• _Seu objetivo_: Você pode editar o trecho do texto sobre o Imposto de Renda que começa em "No caso da saúde, em" e segue até "média, diz Gaiger.", reescrevendo-o com "teto" substituído por "limite máximo"?

• _Texto fornecido_:
* * * * * * *
Para ele, para o Brasil passar a tributar os dividendos — possibilidade
já aventada pelo ministro da economia, Paulo Guedes —, deveria reduzir
as alíquotas marginais de IRPJ, que são altas se comparadas aos países
da OCDE, por exemplo.
As propostas desenvolvidas pelos economistas Rodrigo Orair e Sérgio
Gobetti, que estudam o tema há bastante tempo, também vão nesse sentido.
Os 5% mais ricos
O Imposto de Renda também acaba beneficiando os mais ricos de outra
forma: as deduções com gastos em saúde e educação e as isenções além da
tributação de dividendos.
Pela lei, aposentados e pensionistas com algumas doenças crônicas, por
exemplo, estão dispensados de recolher, sejam eles ricos ou pobres.
Na lista constam 16 doenças, entre elas Aids, hanseníase e tuberculose ativa.
Cerca de 580 mil pessoas lançaram mão dessa isenção em 2016. Do total
da renda isenta do imposto, 80% pertencia aos brasileiros que estão
entre os 5% mais ricos, como mostra um estudo do Instituto de Pesquisa
Econômica Aplicada (Ipea) publicado em novembro do ano passado e
assinado pelos economistas Fernando Gaiger e Luana Passos e pelo auditor
de finanças do Tesouro Rodrigo Fernandes.
Perda de arrecadação potencial
Gasto tributário | Em R$ bilhões |
Simples Nacional | 71,8 |
IRPF - Rend. Isenta/Não tributável | 30,2 |
Entidades sem fins lucrativos | 26,7 |
Agricultura e agroindústria | 25,3 |
Zona Franca de Manaus | 19,4 |
IRPF Deduções | 19,1 |
Total | 297,9 |
Quando foi criado, em 1988, o benefício fazia sentido, diz Gaiger: o
SUS ainda era embrionário e milhares de brasileiros faziam tratamento
contra HIV, por exemplo, com recursos próprios.
Essa não é a realidade hoje. Cerca de 540 mil pessoas fazem o tratamento hoje, mas a grande maioria pelo SUS.
"Você acaba dando benefício para quem não precisa e não dá para outros doentes graves", pondera.
A análise também verificou que as deduções de gastos com saúde e
educação — que, na prática, diminuem o montante sobre o qual o imposto
vai incidir — também beneficiam o topo da pirâmide.
No caso da saúde, em que não há limite para as deduções, 76% da renda
isenta pertencia aos 5% mais ricos. Na educação, em que existe um teto
para o valor que pode ser descontado, o percentual foi de 67%.
Nesse caso, a discussão é mais profunda. Quando o país começou a
universalizar a educação nos anos 1970, criou uma espécie de "pacto
fiscal" com a classe média, diz Gaiger.
As deduções do IR seriam uma forma de subsidiar o consumo privado
diante de uma queda esperada na qualidade dos serviços públicos, que
seriam estendidos a toda a população, e não mais a uma minoria.
* * * * * * *
• _Informações fornecidas_:
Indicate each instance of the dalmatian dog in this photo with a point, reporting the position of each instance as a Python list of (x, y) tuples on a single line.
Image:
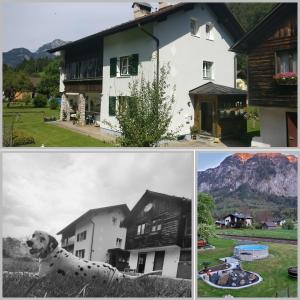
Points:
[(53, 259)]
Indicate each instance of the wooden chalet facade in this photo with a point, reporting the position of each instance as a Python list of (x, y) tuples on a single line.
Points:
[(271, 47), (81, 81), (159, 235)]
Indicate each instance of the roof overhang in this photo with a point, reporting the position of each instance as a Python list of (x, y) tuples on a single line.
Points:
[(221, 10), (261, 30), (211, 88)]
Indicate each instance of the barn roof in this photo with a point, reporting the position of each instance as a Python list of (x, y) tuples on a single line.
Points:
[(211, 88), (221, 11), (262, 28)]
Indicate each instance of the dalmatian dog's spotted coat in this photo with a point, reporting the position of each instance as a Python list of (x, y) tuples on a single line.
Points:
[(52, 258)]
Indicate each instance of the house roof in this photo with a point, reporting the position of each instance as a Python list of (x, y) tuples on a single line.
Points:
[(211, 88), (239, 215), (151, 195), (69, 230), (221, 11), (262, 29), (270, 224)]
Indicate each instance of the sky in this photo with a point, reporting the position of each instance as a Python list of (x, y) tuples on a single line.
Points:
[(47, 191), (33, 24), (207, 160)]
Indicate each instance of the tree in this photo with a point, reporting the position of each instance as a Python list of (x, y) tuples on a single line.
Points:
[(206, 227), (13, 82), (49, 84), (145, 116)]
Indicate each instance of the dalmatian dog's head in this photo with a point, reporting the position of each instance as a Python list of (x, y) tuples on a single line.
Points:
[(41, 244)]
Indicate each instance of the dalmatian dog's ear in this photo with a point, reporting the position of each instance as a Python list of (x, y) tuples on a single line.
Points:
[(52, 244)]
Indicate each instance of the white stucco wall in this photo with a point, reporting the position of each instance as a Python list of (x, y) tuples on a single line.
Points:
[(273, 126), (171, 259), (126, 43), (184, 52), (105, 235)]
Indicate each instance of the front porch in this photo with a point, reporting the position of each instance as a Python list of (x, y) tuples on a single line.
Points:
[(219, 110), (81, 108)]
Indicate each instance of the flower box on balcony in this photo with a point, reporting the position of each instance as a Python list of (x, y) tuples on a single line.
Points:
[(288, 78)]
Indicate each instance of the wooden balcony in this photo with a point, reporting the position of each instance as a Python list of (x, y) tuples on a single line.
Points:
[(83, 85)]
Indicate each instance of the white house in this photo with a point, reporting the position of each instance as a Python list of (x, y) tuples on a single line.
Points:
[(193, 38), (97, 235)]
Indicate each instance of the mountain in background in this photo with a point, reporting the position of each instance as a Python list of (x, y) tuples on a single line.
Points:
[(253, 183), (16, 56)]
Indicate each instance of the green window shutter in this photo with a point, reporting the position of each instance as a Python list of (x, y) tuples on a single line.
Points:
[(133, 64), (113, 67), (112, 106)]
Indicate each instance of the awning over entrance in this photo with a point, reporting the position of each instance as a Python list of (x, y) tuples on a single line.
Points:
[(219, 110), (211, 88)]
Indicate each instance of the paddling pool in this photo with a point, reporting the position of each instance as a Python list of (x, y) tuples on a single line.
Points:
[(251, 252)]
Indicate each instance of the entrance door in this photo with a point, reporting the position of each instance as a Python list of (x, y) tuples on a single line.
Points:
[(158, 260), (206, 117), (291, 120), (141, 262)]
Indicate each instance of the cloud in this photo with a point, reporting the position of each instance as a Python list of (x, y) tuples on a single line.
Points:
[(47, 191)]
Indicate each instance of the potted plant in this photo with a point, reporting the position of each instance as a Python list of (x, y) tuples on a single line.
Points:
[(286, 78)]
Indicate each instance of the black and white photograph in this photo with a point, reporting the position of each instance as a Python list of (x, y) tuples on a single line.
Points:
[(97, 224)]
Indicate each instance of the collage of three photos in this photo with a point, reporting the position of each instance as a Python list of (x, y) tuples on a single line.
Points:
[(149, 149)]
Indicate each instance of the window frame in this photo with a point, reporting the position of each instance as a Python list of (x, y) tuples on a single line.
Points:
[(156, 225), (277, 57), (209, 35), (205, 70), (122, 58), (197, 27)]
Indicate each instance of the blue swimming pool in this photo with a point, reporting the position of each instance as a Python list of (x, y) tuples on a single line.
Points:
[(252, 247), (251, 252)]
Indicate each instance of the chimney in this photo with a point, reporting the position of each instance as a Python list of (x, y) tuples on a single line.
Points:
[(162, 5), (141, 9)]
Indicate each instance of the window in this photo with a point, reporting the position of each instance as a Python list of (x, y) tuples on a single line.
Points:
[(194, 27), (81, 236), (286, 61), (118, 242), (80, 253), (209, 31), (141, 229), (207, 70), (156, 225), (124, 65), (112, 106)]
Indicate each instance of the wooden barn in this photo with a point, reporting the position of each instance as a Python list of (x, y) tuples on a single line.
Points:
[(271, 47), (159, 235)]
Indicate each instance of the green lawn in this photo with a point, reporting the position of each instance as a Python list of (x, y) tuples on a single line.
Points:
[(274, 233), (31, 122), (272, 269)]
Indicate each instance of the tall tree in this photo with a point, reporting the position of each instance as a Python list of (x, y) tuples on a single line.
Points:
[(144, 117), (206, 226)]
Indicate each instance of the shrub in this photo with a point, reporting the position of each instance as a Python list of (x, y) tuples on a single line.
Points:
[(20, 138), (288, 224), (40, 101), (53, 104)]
* * * * * * *
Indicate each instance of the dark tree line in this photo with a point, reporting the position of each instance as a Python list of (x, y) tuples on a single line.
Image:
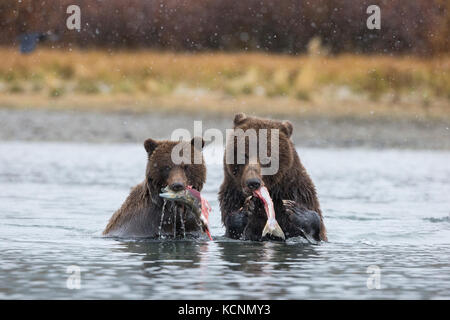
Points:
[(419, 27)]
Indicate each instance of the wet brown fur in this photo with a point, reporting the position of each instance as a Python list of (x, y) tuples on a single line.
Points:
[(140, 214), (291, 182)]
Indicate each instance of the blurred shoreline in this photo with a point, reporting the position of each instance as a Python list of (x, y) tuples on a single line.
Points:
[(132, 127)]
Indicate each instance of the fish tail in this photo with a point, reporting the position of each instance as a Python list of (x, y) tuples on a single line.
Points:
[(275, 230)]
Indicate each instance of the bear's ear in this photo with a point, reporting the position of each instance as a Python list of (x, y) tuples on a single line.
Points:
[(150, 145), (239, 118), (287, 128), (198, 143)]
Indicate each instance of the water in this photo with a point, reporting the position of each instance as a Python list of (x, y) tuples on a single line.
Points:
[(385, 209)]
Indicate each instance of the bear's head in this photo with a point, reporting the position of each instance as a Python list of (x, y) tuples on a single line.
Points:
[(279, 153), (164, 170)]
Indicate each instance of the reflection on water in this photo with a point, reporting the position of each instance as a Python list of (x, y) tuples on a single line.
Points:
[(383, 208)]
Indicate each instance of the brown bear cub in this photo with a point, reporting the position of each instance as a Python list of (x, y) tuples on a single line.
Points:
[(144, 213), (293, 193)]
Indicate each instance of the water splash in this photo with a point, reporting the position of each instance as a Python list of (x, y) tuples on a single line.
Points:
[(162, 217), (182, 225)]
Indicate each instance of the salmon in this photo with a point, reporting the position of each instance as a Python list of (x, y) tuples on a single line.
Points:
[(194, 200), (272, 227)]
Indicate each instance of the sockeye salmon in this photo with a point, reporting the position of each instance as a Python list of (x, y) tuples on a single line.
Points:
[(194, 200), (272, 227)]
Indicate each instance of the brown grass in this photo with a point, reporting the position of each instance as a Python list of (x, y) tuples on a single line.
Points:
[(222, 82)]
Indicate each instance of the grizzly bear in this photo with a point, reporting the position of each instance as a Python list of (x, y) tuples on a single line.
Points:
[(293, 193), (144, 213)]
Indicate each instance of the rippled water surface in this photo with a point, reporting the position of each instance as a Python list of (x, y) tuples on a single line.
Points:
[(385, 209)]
* * * * * * *
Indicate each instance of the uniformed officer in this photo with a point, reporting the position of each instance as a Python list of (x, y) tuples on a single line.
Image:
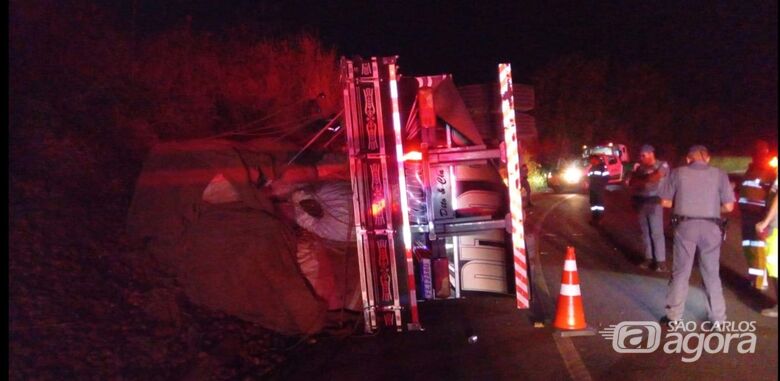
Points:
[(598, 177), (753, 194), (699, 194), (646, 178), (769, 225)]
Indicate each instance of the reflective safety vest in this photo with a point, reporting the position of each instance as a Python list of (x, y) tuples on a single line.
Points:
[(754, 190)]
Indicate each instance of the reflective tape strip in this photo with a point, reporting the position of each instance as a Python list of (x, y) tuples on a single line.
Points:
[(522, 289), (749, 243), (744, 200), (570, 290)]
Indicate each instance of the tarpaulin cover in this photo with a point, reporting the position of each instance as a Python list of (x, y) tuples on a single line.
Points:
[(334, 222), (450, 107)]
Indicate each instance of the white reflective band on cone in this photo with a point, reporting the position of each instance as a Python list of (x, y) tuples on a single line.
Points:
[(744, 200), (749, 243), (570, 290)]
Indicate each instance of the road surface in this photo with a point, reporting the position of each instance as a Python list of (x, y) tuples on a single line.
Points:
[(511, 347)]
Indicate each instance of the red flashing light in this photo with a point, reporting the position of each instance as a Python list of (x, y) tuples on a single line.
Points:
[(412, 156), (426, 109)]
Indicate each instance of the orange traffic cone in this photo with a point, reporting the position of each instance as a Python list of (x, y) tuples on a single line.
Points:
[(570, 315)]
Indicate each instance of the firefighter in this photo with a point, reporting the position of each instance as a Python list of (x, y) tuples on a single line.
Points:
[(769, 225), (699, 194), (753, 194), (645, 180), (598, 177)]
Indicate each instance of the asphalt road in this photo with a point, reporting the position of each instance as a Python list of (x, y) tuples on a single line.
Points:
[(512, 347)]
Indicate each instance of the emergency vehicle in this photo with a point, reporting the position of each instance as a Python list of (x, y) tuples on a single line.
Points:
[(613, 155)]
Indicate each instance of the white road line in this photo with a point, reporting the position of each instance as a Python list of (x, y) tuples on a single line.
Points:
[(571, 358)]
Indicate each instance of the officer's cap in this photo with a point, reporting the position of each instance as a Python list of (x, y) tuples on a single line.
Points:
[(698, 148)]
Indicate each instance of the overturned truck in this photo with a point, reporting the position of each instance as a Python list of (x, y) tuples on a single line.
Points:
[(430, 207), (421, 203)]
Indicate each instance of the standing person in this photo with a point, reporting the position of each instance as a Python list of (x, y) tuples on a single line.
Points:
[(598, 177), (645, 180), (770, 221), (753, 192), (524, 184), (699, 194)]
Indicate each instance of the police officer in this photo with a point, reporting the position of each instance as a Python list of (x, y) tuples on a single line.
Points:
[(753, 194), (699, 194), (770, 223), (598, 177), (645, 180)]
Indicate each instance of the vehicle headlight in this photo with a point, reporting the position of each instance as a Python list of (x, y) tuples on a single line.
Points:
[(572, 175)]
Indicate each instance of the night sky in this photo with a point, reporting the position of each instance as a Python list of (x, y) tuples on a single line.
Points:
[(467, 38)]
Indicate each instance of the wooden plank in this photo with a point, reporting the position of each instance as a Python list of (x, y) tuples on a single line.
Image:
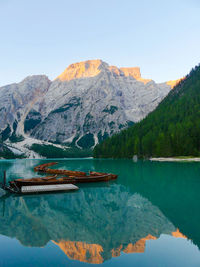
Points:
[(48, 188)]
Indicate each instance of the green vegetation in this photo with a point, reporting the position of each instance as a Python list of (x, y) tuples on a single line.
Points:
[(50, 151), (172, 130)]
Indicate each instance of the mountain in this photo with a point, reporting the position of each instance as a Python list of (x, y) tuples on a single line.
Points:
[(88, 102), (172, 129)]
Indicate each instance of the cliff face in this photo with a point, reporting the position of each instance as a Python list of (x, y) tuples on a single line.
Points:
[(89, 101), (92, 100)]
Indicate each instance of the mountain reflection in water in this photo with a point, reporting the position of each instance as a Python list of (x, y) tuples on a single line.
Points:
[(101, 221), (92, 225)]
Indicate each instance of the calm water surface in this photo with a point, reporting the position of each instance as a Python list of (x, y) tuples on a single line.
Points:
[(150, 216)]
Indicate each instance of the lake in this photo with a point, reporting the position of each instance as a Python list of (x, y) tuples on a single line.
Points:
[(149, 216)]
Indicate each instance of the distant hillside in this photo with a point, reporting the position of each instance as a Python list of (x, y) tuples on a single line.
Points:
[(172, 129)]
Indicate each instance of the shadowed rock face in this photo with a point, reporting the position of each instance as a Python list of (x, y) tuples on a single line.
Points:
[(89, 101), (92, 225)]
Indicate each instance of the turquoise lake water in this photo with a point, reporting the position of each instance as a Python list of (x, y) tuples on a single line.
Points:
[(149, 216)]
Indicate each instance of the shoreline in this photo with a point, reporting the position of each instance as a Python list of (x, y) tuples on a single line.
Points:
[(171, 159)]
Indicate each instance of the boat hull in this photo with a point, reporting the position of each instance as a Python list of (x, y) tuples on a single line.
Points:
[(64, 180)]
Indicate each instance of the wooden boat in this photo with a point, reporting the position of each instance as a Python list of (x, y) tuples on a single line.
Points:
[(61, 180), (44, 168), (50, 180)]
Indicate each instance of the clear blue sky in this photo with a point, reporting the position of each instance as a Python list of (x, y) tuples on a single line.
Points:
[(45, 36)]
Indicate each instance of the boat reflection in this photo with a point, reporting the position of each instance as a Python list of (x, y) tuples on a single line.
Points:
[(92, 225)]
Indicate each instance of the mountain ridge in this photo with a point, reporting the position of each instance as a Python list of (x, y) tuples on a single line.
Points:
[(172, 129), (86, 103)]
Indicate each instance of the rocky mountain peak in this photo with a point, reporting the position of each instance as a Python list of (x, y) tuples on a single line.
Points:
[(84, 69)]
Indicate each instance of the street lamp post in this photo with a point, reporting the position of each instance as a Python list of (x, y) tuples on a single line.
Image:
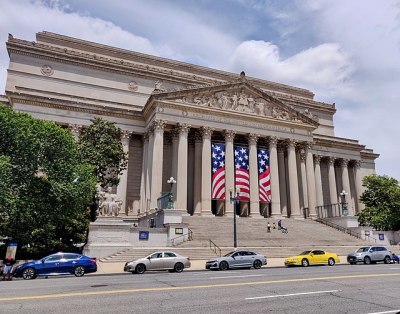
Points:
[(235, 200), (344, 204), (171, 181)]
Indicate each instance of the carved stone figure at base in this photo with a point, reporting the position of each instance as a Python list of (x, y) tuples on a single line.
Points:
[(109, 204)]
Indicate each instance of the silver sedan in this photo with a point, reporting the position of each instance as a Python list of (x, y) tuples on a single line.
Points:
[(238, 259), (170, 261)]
* * * * * * *
• _Resultado do exercício_:
No caso da saúde, em que não há limite para as deduções, 76% da renda
isenta pertencia aos 5% mais ricos. Na educação, em que existe um limite máximo
para o valor que pode ser descontado, o percentual foi de 67%.
Nesse caso, a discussão é mais profunda. Quando o país começou a
universalizar a educação nos anos 1970, criou uma espécie de "pacto
fiscal" com a classe média, diz Gaiger.